Segmentation dataset records:
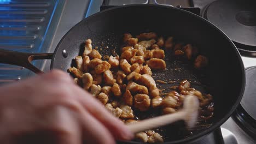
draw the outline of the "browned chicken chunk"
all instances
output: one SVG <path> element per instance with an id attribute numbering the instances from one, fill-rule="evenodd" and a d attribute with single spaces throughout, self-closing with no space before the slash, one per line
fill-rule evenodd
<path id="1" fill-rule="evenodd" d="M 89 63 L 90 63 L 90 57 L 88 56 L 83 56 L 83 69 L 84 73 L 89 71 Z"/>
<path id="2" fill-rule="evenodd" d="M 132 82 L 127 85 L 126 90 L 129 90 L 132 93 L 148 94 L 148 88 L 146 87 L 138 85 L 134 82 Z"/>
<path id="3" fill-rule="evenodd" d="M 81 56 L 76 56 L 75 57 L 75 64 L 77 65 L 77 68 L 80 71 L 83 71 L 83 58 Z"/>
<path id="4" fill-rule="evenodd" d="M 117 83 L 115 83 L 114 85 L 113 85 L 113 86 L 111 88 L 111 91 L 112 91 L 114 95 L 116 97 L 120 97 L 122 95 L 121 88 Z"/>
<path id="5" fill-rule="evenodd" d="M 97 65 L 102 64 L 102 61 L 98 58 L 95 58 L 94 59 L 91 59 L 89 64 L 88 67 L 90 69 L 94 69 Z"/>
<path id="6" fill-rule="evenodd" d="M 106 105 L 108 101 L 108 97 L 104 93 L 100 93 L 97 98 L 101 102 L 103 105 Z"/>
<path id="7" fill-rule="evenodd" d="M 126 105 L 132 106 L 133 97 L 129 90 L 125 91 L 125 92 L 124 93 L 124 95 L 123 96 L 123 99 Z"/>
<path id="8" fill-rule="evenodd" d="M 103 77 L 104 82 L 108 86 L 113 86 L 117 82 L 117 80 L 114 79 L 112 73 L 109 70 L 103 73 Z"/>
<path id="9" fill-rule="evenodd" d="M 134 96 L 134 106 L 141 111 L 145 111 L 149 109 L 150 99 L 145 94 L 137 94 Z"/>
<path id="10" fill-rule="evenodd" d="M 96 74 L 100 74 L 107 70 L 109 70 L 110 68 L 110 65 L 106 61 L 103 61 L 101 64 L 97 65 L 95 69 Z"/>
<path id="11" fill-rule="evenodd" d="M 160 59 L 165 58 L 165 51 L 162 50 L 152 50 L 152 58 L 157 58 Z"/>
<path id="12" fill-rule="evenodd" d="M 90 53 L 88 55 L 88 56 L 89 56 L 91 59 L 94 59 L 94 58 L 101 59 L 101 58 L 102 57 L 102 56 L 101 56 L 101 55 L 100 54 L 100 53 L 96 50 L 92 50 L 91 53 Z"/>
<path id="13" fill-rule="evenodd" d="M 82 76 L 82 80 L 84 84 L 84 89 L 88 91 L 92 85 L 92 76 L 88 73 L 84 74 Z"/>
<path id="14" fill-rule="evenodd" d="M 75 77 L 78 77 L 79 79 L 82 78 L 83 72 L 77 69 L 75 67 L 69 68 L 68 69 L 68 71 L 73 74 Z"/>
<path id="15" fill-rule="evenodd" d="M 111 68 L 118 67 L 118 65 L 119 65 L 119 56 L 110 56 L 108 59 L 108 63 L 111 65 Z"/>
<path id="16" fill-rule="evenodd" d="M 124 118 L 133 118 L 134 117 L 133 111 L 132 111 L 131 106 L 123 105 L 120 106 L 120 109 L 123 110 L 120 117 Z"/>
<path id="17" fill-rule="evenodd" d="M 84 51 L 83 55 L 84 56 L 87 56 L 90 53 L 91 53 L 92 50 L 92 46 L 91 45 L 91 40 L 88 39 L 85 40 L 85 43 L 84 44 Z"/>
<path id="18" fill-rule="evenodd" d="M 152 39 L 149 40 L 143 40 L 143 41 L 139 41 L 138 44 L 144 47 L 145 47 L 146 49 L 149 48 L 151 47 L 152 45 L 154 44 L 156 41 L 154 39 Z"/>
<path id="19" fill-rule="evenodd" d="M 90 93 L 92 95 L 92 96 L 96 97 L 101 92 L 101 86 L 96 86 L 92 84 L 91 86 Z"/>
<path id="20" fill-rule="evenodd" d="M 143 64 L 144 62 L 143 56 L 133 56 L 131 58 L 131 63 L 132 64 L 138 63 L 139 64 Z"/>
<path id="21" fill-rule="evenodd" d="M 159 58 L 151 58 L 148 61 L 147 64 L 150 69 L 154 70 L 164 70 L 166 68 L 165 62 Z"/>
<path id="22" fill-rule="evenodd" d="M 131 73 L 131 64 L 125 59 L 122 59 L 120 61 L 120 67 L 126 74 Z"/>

* * *

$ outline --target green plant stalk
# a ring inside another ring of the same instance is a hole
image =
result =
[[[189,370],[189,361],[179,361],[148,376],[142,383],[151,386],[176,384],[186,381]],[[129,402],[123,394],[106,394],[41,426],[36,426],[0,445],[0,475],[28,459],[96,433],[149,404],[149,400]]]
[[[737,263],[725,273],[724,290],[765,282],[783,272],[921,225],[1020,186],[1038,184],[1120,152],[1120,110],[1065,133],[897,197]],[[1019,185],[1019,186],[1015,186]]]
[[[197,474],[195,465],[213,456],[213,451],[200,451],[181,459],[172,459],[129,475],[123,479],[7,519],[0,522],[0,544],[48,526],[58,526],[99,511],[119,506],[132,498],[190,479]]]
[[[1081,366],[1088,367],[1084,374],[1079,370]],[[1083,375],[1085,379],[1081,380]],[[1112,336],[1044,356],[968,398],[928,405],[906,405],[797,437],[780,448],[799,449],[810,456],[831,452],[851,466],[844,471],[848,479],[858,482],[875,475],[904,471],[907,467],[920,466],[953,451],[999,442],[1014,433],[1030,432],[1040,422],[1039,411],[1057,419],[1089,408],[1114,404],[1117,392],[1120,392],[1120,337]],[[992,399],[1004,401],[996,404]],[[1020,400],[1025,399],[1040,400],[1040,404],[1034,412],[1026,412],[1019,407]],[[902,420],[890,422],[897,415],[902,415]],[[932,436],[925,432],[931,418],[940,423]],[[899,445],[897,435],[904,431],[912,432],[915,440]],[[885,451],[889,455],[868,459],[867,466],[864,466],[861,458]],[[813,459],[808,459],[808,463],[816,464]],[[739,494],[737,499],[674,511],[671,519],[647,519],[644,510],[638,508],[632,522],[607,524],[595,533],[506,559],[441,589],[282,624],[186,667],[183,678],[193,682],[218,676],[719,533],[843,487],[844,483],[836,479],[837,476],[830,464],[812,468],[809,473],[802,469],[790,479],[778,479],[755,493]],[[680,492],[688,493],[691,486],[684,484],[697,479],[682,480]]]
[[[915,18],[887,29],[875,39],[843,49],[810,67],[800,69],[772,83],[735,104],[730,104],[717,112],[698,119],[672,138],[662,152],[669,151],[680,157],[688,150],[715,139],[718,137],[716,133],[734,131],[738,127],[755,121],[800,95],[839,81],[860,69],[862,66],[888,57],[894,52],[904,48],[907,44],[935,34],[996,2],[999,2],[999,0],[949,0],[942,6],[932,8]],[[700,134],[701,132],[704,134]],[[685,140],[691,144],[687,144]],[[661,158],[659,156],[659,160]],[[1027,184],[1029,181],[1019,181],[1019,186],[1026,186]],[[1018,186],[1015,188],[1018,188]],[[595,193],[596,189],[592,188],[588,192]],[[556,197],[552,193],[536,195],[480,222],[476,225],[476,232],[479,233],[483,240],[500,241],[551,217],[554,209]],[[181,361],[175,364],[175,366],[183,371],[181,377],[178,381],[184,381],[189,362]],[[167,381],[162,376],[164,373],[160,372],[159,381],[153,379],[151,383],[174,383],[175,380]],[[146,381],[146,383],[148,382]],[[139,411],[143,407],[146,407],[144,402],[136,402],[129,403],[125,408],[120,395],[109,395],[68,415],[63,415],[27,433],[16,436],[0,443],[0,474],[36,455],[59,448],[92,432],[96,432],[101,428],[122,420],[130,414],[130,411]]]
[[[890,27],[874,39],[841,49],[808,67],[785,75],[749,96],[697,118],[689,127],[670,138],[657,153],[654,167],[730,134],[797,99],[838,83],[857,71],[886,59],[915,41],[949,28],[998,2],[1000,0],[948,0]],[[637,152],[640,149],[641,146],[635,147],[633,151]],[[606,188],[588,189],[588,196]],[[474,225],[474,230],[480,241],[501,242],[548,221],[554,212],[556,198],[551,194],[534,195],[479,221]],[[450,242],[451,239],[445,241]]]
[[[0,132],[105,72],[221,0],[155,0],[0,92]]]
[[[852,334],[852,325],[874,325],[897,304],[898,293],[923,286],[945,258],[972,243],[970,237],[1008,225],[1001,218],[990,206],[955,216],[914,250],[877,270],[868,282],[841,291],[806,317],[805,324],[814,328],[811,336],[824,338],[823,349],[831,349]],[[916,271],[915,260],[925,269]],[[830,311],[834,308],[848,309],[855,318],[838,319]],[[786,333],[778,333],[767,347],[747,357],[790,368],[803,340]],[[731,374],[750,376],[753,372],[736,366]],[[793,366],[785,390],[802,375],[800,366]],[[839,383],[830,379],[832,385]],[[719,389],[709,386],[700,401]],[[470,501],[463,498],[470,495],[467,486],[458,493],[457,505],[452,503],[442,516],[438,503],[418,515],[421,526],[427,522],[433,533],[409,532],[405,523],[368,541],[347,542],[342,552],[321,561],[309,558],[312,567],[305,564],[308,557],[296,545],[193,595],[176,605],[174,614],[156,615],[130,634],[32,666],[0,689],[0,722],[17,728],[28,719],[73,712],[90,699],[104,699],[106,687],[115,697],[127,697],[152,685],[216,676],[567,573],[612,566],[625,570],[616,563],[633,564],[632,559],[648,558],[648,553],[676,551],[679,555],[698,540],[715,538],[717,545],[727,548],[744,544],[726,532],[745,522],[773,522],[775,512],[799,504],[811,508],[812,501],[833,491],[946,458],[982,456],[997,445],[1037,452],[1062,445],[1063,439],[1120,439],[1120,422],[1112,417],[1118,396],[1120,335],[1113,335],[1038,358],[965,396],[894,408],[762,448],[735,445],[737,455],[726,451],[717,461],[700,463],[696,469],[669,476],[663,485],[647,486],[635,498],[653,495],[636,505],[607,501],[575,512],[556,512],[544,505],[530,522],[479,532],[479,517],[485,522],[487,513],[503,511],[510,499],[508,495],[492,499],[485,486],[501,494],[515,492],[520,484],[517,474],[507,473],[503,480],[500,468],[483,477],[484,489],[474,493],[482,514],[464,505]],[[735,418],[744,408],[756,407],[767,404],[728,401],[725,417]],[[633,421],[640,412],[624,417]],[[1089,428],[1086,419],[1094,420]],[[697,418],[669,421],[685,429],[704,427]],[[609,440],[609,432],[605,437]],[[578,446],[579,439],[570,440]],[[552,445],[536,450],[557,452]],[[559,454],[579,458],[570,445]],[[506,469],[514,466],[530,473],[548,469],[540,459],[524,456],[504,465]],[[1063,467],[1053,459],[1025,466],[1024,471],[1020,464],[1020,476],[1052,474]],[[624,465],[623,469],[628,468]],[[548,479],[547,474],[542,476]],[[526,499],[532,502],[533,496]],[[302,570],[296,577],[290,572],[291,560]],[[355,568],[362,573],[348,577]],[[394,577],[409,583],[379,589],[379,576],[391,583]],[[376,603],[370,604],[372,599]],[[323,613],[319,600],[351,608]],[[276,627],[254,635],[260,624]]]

-- WHAT THE TASK ASKS --
Copy out the lines of the material word for word, starting at the line that contains "draw the outline" and ending at the line that contains "81 56 L 76 56", with both of those lines included.

-- RESULT --
draw the outline of the "browned chicken chunk"
all instances
output: one SVG <path> element per instance with an id attribute numbering the instances from one, fill-rule="evenodd" and a d attribute with single spaces throughout, self-closing with no space before the slash, one per line
fill-rule evenodd
<path id="1" fill-rule="evenodd" d="M 89 63 L 90 63 L 90 57 L 88 56 L 83 56 L 83 69 L 84 73 L 89 71 Z"/>
<path id="2" fill-rule="evenodd" d="M 132 82 L 127 85 L 126 90 L 129 90 L 132 93 L 148 94 L 148 88 L 146 87 L 138 85 L 134 82 Z"/>
<path id="3" fill-rule="evenodd" d="M 81 56 L 76 56 L 75 57 L 75 64 L 77 65 L 77 68 L 80 71 L 83 71 L 83 58 Z"/>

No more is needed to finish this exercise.